* [Activity 1]
Return the passage of the article about the robin's nest from "By Kinjal Dagli" to "remember them by.", copied word for word.
* [Activity 2]
In the article about the robin's nest, when does Natalie Fritz Alt plan to give her children their time capsules?
* [Activity 3]
Extend the article about the robin's nest, beginning after its final sentence.

* [Text block]
● ● ● ●
By Kinjal Dagli Shah
Our most exciting summer adventure has been a robin’s nest on our porch. It started with a flurry of activity by two robin mates to claim their territory and put together a nest atop a lantern on our front porch. Every day my five-year-old daughter would go out and watch this amazing creation of home and life. Often, we would hear one-sided conversation, and when we asked, she told us she was talking to Zarmay Falls and Victor Shah – her names for the soon-to-be mommy and daddy bird.
Soon, Zarmay Falls and Victor Shah welcomed three babies in their nest and we watched the hatchlings grow, fed on worms and berries their parents dutifully provided. In a couple weeks, the tiny birds were nearly full-grown and ready to fly the nest any day. I felt a tug in my heart at the thought of them flying the nest, and took some photos and videos to remember them by.
Everything has happened so quickly – their arrival, nesting, hatching and thriving – that I can’t help but relate it to how quickly my own children are growing. I’m not sure about the robins’ urge to hang onto the memories of their babies but humans most definitely like to. Natalie Fritz Alt, a cake decorator and stay-at-home mom from Bolton, has a time capsule for each of her three children. “Each includes the outfit they wore when they came home from the hospital, cards I received after their birth, a favourite bib and a letter I wrote to each of them on their first birthday. It also includes a special piece of jewellery my husband bought for them. I also asked guests invited to their first birthdays to bring something to include in the capsule – like a photo or a note,” said Fritz Alt, adding that she has managed to hide the secret from her 12-year-old daughter and 10-year-old boys. “None of the kids know about the capsules because I plan to give it to them on their 18th birthday.”
● ● ● ●
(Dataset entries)
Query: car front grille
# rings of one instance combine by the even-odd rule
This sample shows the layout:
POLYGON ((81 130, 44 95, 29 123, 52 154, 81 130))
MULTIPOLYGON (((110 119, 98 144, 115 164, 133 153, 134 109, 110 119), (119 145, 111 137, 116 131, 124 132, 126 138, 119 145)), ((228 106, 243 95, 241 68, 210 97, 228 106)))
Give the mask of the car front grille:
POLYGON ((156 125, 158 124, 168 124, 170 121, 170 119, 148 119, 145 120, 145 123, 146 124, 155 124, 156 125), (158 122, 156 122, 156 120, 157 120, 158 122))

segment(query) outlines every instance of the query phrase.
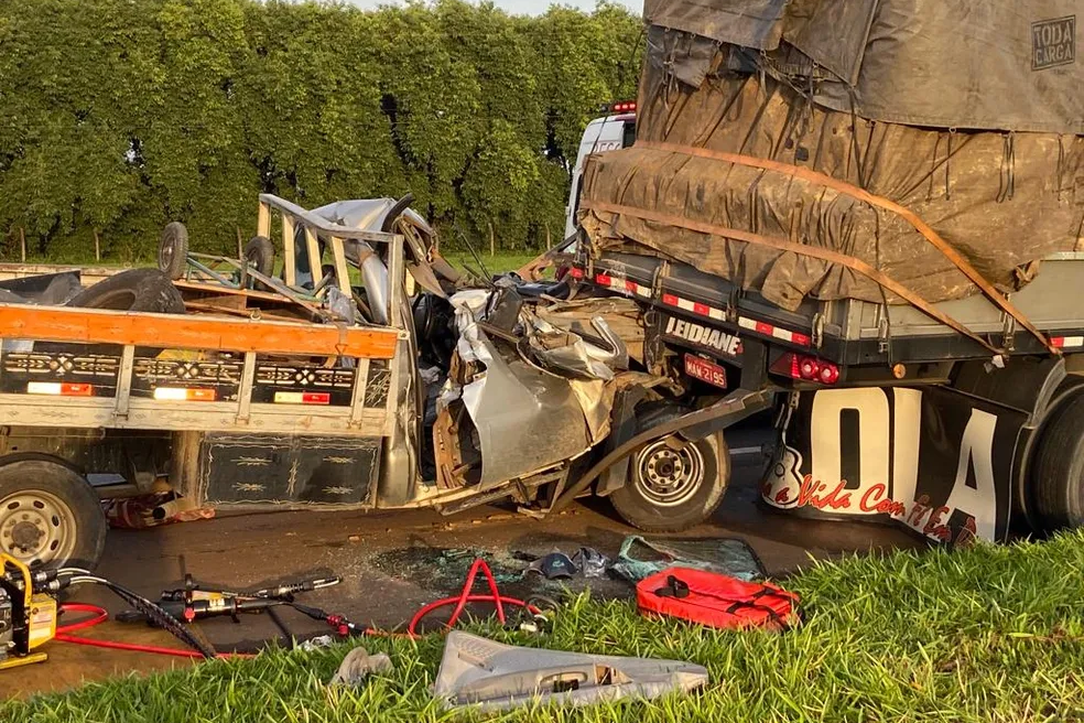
● ● ● ●
* [Response 1]
By Kinjal Dagli Shah
Our most exciting summer adventure has been a robin’s nest on our porch. It started with a flurry of activity by two robin mates to claim their territory and put together a nest atop a lantern on our front porch. Every day my five-year-old daughter would go out and watch this amazing creation of home and life. Often, we would hear one-sided conversation, and when we asked, she told us she was talking to Zarmay Falls and Victor Shah – her names for the soon-to-be mommy and daddy bird.
Soon, Zarmay Falls and Victor Shah welcomed three babies in their nest and we watched the hatchlings grow, fed on worms and berries their parents dutifully provided. In a couple weeks, the tiny birds were nearly full-grown and ready to fly the nest any day. I felt a tug in my heart at the thought of them flying the nest, and took some photos and videos to remember them by.

* [Response 2]
On their 18th birthday.

* [Response 3]
Fleeting times revisited
Keepsakes are a way of revisiting a time that probably fleeted by too quickly; a tangible proof of the most precious belongings we can lay claim on – our children. And a testament to the journey of a tiny human that began with a beating heart. Perhaps why Laura Veneziano Augustin converted a recording of her baby’s heartbeat into art.
She had heard of a company called Making Waves, (www.makingwavescanada.com) run by a Hamilton mom, who makes custom waveforms of different sounds, including heartbeats, giggles and even first words. Laura decided that her baby’s heartbeat would be the most precious keepsake.
“I immediately knew I wanted to do it and so I gifted it to myself for Mother’s Day. I just sent them an audio file and they converted it into a piece of waveform artwork. My baby is now six-months old and I am so glad to have the sound of her heart as an artwork,” said Veneziano Augustin.
From time capsules and heartbeats to memory bears and quilts, parents are getting creative with the ways in which they keep a piece of their offspring close to their hearts. Laura Ferreira attended a sewing class and began the “great adventure” of making a memory quilt with her two-year-old daughter’s newborn clothes that she had held on to.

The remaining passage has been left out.